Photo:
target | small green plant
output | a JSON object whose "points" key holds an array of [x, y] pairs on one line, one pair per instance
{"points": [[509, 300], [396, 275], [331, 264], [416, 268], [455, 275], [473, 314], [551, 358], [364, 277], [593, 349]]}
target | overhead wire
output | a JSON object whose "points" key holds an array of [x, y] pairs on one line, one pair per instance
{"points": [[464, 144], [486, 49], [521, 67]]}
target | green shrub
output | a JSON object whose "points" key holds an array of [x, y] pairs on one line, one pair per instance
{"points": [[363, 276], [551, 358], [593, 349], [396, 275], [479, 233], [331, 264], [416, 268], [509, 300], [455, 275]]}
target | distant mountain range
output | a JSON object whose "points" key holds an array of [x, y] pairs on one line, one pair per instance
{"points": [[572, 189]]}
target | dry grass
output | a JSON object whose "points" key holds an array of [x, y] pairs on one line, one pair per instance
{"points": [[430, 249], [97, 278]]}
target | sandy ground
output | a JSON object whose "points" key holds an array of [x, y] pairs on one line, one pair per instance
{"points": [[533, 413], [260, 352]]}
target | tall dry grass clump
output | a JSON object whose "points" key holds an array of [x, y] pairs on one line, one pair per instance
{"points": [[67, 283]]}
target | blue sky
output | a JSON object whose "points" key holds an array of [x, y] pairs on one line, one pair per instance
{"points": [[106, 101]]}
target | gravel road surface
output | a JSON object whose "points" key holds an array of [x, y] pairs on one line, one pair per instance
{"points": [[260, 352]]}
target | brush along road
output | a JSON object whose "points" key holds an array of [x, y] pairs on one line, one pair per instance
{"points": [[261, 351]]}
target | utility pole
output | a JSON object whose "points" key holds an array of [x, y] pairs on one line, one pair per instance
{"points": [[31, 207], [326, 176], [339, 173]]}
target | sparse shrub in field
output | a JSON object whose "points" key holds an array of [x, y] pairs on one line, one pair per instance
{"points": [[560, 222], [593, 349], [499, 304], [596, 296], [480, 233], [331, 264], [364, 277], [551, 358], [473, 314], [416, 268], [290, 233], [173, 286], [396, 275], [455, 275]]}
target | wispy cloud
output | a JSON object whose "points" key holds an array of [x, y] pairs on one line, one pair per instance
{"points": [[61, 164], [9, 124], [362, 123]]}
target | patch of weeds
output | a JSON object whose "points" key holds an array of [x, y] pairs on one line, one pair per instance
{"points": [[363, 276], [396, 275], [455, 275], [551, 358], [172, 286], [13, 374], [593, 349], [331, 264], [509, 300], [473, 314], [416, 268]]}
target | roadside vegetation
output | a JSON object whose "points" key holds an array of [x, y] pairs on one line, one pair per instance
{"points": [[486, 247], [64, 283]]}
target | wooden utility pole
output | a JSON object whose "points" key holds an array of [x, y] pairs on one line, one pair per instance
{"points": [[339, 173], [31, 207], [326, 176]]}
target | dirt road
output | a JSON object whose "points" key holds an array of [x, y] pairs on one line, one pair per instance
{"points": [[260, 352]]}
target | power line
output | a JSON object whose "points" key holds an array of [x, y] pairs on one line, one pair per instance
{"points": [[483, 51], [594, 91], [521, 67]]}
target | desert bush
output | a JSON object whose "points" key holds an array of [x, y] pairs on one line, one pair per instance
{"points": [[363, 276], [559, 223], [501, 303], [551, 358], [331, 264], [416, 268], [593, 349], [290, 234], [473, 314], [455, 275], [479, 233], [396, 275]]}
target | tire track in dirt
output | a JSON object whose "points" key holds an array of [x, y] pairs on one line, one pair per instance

■ TASK TO COMPLETE: Please rewrite the items above as a JSON list of strings, one string for each line, with blank lines left out.

■ EXERCISE RESPONSE:
[
  "Photo:",
  "target | small green plant",
  "output | a JSON object whose \"points\" key holds an array of [x, y] pairs on one line, one pair per instance",
  "{\"points\": [[509, 300], [396, 275], [331, 264], [416, 268], [455, 275], [473, 314], [551, 358], [364, 277], [593, 349]]}",
  "target | overhead wire",
  "output | a JSON object whose \"points\" key holds an array of [x, y] pairs on one line, one pair per instance",
  "{\"points\": [[464, 144], [486, 49], [521, 67]]}",
  "target | green shrub",
  "output | a JSON object whose \"points\" key holds an array of [x, y] pairs on one line, one pair per instance",
  "{\"points\": [[363, 276], [551, 358], [593, 349], [396, 275], [479, 233], [331, 264], [416, 268], [509, 300], [455, 275]]}",
  "target | distant mountain range",
  "output | a JSON object whose \"points\" key holds an array of [x, y] pairs on one line, one pair per instance",
  "{\"points\": [[572, 189]]}",
  "target | dry grass",
  "output | a JSON object whose \"points\" key holds an array of [x, y] pairs on one line, one pair per instance",
  "{\"points\": [[430, 249], [97, 278]]}",
  "target | sandy ground",
  "output | a JSON object whose \"points\" key holds an array of [x, y] pairs on one line, one pair per instance",
  "{\"points\": [[533, 413], [260, 352]]}",
  "target | tall dry grass clump",
  "output | a JSON object whose \"points\" key holds an array of [x, y] pairs on one line, one pair per instance",
  "{\"points\": [[67, 283]]}",
  "target | blue sky",
  "output | a JSON object whose \"points\" key holds an array of [x, y] pairs on one line, one pair per instance",
  "{\"points\": [[106, 101]]}",
  "target | gravel road surface",
  "output | a JSON object whose \"points\" key holds an array of [x, y] pairs on one line, one pair per instance",
  "{\"points\": [[260, 352]]}",
  "target | brush along road",
  "output | a JSON object whose \"points\" key holds an array of [x, y] pairs on one line, one pair per instance",
  "{\"points\": [[261, 351]]}",
  "target | utility pole",
  "output | a JSON object whose \"points\" key holds an array of [x, y] pairs on one line, one pair per instance",
  "{\"points\": [[31, 207], [326, 176], [339, 173]]}",
  "target | sparse shrub in field",
  "output | a JSON object whose \"points\" key holds an array of [x, y] pairs on one line, one pair per instance",
  "{\"points\": [[560, 222], [593, 349], [499, 304], [596, 296], [480, 233], [331, 264], [364, 277], [551, 358], [473, 314], [416, 268], [290, 233], [173, 286], [396, 275], [455, 275]]}",
  "target | wispy cloud",
  "output | a JSON object whose \"points\" key holds an array of [x, y] pairs on one line, one pair per instance",
  "{\"points\": [[61, 164], [9, 124], [362, 123]]}",
  "target | patch of weeds",
  "output | a JSON object whose \"points\" key holds an array of [x, y] pairs on one line, one pair per instance",
  "{\"points\": [[363, 276], [396, 275], [455, 275], [551, 358], [172, 286], [13, 374], [593, 349], [331, 264], [509, 300], [473, 314], [416, 268]]}",
  "target | roadside vegetation",
  "output | a JSON object whose \"points\" key holds an array of [x, y] pairs on one line, one pair per instance",
  "{\"points\": [[486, 247], [64, 283]]}",
  "target | wooden utility pole",
  "output | a JSON object whose \"points\" key holds an array of [x, y] pairs on one line, one pair per instance",
  "{\"points\": [[339, 173], [31, 207], [326, 176]]}",
  "target | dirt road",
  "output | a JSON object whose \"points\" key holds an array of [x, y] pairs on one line, one pair per instance",
  "{\"points\": [[260, 352]]}",
  "target | power line",
  "output | a JSON object whose \"points\" key holds an array of [x, y] pairs on one line, one pair per instance",
  "{\"points\": [[483, 51], [594, 91], [521, 67]]}",
  "target | desert bush",
  "output | a JSON object whose \"points\" key holds an array of [x, y] pairs on one line, one pair per instance",
  "{\"points\": [[363, 276], [559, 223], [501, 303], [551, 358], [331, 264], [416, 268], [593, 349], [290, 234], [473, 314], [455, 275], [479, 233], [396, 275]]}",
  "target | tire track in dirt",
  "output | a JSON object whose \"points\" key holds an array of [x, y] pairs on one line, one pair per instance"
]